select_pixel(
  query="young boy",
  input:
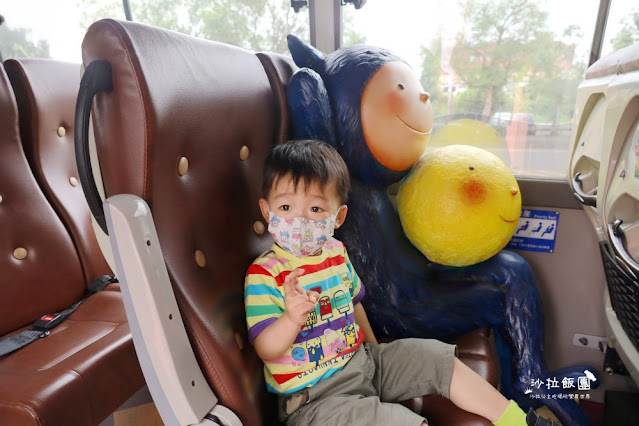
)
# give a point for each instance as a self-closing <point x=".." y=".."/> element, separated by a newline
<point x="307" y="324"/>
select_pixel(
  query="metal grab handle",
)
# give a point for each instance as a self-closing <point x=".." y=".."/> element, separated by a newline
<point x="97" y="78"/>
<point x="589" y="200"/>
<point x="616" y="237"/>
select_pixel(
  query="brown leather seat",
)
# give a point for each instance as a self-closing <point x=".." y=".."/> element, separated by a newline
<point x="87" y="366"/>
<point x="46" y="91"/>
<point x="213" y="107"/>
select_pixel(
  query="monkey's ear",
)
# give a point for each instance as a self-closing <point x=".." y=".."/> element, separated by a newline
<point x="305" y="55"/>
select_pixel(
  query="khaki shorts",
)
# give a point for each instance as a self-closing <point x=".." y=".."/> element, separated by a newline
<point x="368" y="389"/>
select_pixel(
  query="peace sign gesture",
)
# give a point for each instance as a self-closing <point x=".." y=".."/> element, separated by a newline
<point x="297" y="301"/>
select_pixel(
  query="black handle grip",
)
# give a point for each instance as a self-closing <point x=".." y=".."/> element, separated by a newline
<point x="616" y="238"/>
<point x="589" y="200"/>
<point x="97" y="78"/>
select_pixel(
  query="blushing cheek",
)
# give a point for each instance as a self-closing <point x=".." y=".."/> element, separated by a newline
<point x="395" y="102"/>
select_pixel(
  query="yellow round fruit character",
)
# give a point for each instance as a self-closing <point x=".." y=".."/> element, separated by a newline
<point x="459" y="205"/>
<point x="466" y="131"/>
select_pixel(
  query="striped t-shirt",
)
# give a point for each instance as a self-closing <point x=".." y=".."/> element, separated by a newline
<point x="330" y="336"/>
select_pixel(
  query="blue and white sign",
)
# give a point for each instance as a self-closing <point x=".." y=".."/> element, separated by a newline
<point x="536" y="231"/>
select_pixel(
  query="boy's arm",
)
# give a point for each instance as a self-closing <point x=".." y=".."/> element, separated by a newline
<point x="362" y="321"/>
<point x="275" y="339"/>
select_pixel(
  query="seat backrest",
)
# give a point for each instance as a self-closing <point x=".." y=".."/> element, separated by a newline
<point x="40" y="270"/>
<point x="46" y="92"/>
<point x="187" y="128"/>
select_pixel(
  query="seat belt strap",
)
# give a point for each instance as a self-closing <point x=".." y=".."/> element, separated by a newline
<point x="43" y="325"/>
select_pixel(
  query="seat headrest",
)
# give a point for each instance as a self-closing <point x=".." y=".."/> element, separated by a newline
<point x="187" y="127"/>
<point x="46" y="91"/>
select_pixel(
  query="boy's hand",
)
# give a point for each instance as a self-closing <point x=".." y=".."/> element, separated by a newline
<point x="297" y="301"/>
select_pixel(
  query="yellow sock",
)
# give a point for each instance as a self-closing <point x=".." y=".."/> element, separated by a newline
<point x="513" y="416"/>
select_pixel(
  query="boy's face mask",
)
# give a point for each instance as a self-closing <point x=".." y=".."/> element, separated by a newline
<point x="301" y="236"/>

* * * * *

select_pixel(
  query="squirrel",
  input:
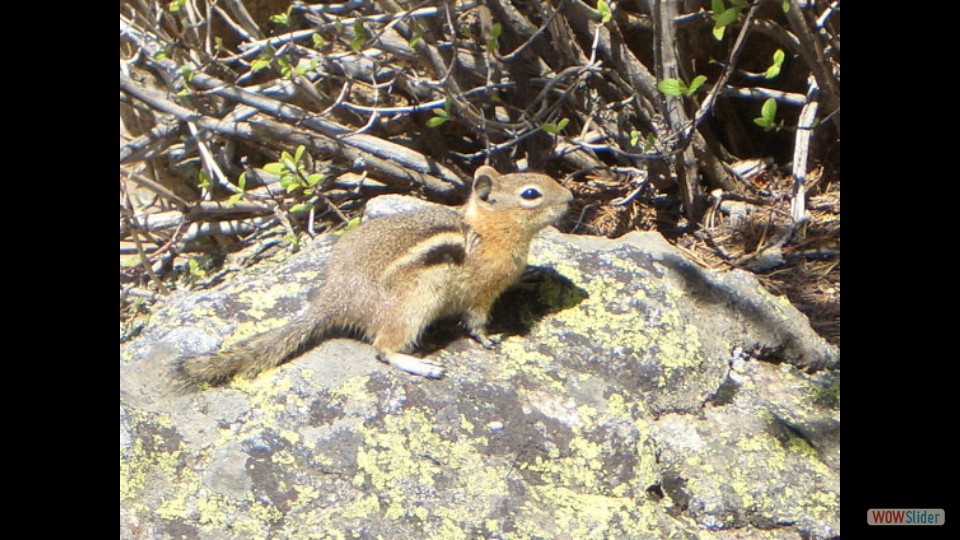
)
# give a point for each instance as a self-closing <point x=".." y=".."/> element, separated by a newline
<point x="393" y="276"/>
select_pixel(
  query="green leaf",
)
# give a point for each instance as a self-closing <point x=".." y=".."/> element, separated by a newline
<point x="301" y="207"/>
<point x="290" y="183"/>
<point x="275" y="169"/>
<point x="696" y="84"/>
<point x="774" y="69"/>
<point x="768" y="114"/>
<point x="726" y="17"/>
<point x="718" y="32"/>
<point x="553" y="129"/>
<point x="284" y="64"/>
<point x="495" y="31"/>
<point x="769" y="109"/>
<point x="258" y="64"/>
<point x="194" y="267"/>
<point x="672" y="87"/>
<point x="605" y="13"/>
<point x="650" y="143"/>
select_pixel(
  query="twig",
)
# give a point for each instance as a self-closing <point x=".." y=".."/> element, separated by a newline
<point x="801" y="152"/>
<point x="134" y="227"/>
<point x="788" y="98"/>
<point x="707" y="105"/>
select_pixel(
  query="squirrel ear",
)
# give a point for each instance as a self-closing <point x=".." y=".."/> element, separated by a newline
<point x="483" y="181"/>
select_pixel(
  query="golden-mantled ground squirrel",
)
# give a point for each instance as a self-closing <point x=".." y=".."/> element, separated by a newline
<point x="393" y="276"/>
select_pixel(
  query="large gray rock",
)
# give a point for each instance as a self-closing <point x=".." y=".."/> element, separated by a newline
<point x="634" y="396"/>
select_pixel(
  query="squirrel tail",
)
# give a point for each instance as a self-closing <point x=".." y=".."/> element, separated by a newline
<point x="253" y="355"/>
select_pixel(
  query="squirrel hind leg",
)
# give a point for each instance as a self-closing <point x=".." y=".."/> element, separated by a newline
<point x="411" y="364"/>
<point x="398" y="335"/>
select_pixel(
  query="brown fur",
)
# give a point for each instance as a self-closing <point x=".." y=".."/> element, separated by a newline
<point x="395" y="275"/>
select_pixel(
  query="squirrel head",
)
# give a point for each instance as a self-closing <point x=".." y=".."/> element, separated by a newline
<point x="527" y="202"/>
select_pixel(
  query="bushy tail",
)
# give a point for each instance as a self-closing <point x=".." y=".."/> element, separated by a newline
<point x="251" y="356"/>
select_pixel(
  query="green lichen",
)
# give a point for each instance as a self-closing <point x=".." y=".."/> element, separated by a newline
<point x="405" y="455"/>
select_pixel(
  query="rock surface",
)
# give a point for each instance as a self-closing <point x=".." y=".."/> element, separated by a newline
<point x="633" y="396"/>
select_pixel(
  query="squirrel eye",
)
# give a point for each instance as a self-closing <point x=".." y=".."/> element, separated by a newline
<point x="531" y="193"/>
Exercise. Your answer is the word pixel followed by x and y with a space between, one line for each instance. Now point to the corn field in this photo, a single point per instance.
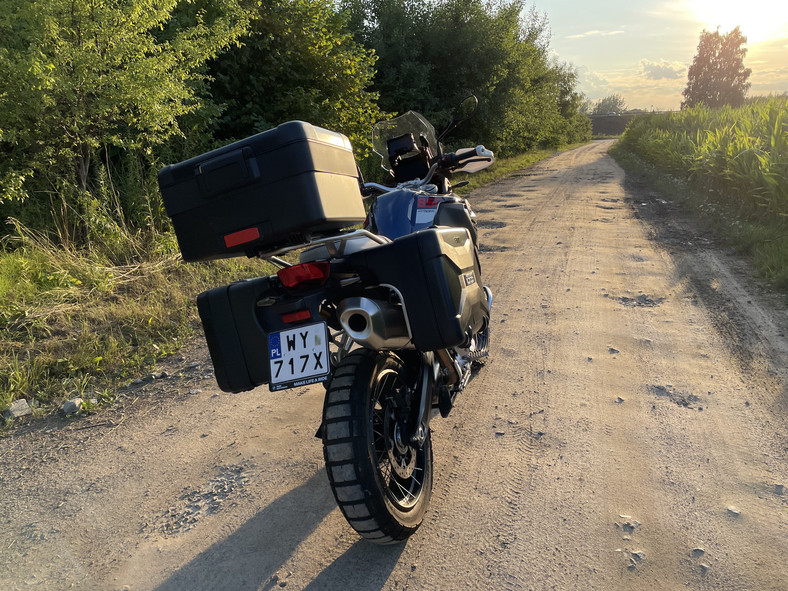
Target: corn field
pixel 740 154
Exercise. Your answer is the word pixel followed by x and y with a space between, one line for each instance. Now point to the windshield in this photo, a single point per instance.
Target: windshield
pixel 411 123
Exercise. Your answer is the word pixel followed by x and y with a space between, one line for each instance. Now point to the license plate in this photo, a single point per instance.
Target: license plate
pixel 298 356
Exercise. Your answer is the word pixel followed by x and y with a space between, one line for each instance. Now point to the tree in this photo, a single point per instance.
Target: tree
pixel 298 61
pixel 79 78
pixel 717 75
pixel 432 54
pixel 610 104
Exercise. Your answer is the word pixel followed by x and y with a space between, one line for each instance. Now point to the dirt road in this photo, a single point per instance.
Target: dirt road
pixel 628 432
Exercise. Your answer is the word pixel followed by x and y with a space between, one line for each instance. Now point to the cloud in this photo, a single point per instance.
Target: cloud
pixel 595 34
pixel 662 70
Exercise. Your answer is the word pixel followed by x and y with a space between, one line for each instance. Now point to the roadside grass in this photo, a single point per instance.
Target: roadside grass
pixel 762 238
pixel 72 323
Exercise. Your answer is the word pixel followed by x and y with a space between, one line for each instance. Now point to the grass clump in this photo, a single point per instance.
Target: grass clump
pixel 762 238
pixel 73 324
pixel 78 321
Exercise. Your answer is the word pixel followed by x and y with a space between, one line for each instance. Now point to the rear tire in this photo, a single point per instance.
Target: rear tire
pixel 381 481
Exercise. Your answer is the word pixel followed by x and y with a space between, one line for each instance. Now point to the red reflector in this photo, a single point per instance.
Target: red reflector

* * * * *

(Task):
Whenever the word "brown" shows up in a line of the entries, copy that line.

(Answer box):
  query="brown leather seat",
  query="brown fur",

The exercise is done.